(Source extract begins)

COVID-19 has had a dramatic impact on the global economy. As the economic crisis deepened, the Wall Street Journal reported, “The nation’s bankruptcy industry is bracing for a wave of business collapses triggered by the coronavirus pandemic as its ranks have been thinned by a decade of economic growth.” Working on business bankruptcy assignments in 2020 will present a special set of challenges for experts based upon the COVID-19 pandemic. For many industries, and for many individual debtors, there may be a dearth of post-COVID operating information and widely varying views as to the future course of the industry or the national economy as a whole. However, it seems highly unlikely that the bankruptcy courts will, en masse, simply throw up their hands and refuse to confirm plans until better information is available to support projections. Instead, it is far more likely that the bankruptcy courts will accept projections based on a reasonable application of the best information available applying a reasonable methodology. This article addresses three areas of assignment in which financial and economic experts may be called to testify. Those areas are: feasibility, cramdown interest rates, and business valuation in bankruptcy.

COVID-19 has had a dramatic impact on the global economy. In the United States, more than 40 million workers sought unemployment compensation. Individuals and businesses providing litigation support have found 2020 a year of delays. Many are finding the new normal is working from home, providing deposition or hearing testimony by Zoom or similar virtual platforms, and waiting until 2021 for anticipated 2020 trials.

The economic impact brought about by the coronavirus has already led to some firms seeking bankruptcy protection. J. Crew, Gold’s Gym, Neiman Marcus, and Chesapeake Energy are among firms seeking Chapter 11 protection. These firms have said the loss of revenue and potential profits brought about by COVID-19 mandated closures was one of the reasons for their filings.

As the economic crisis deepened, the Wall Street Journal reported, “The nation’s bankruptcy industry is bracing for a wave of business collapses triggered by the coronavirus pandemic as its ranks have been thinned by a decade of economic growth.”[1]

The courts have seen a surge in bankruptcy filings, perhaps not a wave. Struggling small businesses and even larger ones have been kept afloat by government programs like the Paycheck Protection Program and specific industry bailouts. However, these lifelines will only delay the inevitable for many firms if the demand for their products or services do not return to pre-pandemic levels.

“While some companies have been moving into bankruptcy because of the pandemic and its related financial challenges, there has not yet been a glut of cases flooding into court. [Matt Ferris, Haynes and Boone] said that is likely because of an understanding among lenders and borrowers that parties are taking a wait-and-see approach.

‘There hasn’t been just a complete wave of bankruptcy yet because I think people want to give this time to see how bad this is potentially going to be,’ he said. ‘I don’t know that anyone wants to accelerate that … If this continues for an extreme period of time, I think all bets are off.’”[2]

While service industries, like hospitality, retail, and restaurants, have been the ones most obviously hurt by the mandated closures, other industries, like manufacturing and transportation, have also felt the impact of the COVID-19 pandemic. One of the industries greatly impacted by the drop in demand has been the oil and gas industry. With the global economy on pause, airlines reducing flights, and people not driving due to stay at home decrees, the demand for oil collapsed. Even as local and state restrictions ended, the demand for oil and its by-products did not return to pre-COVID levels.

(Source extract ends)

- Assignment
In the article on COVID-19 and bankruptcy, why did the demand for oil collapse? Answer in one to three sentences.

(Material supplied begins)

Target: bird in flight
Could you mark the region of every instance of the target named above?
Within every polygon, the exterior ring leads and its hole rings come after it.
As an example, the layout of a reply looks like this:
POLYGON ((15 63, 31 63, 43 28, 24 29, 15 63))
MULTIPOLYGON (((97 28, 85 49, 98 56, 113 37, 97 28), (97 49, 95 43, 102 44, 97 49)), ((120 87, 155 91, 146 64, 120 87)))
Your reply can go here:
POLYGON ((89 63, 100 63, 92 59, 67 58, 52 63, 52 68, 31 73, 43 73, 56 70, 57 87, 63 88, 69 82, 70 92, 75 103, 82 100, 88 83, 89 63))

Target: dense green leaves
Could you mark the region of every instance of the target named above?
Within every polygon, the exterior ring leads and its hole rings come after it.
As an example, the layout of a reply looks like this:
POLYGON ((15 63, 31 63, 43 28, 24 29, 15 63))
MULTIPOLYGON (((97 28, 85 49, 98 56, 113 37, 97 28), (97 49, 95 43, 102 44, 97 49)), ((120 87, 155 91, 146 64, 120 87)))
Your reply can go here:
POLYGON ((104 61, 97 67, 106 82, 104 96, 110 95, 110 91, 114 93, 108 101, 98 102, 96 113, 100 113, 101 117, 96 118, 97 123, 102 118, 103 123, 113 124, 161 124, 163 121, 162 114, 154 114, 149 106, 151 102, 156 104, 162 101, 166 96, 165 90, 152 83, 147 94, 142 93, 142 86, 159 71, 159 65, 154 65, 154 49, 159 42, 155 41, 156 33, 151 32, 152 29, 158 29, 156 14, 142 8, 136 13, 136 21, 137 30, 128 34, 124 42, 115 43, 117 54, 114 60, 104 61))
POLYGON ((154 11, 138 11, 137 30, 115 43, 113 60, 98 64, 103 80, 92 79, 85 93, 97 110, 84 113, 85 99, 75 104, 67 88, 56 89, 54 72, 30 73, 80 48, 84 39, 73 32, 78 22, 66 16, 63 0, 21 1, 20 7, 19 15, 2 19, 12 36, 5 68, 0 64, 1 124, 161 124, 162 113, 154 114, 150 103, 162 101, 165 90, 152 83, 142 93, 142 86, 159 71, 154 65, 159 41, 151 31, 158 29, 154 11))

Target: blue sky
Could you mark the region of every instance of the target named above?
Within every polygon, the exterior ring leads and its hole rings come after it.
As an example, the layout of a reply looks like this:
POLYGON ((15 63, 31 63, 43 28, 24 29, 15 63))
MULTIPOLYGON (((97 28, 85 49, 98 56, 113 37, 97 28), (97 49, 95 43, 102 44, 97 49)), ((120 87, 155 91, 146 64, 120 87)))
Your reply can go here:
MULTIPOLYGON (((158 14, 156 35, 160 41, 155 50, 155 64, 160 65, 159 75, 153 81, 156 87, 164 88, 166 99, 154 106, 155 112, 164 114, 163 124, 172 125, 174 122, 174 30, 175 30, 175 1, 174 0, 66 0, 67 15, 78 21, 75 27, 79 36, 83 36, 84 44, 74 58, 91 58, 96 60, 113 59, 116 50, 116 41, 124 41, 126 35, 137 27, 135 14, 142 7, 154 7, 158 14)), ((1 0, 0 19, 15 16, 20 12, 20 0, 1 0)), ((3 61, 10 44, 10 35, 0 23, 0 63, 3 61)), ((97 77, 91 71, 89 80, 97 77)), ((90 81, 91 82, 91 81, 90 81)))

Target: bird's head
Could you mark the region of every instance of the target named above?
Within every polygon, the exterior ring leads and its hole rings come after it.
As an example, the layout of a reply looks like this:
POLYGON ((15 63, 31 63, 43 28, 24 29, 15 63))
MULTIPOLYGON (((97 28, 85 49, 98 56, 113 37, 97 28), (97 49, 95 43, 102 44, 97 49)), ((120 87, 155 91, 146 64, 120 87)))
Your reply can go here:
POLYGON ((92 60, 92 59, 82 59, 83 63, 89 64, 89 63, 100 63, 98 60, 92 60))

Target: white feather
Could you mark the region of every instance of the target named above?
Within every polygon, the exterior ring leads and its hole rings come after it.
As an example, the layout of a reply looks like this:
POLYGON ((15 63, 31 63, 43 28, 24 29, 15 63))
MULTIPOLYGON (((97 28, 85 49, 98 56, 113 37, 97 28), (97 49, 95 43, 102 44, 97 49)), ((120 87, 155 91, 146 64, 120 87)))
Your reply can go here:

(Material supplied ends)

- Expected output
Oil demand collapsed because the global economy was on pause, airlines were cutting flights, and people stopped driving under stay-at-home decrees.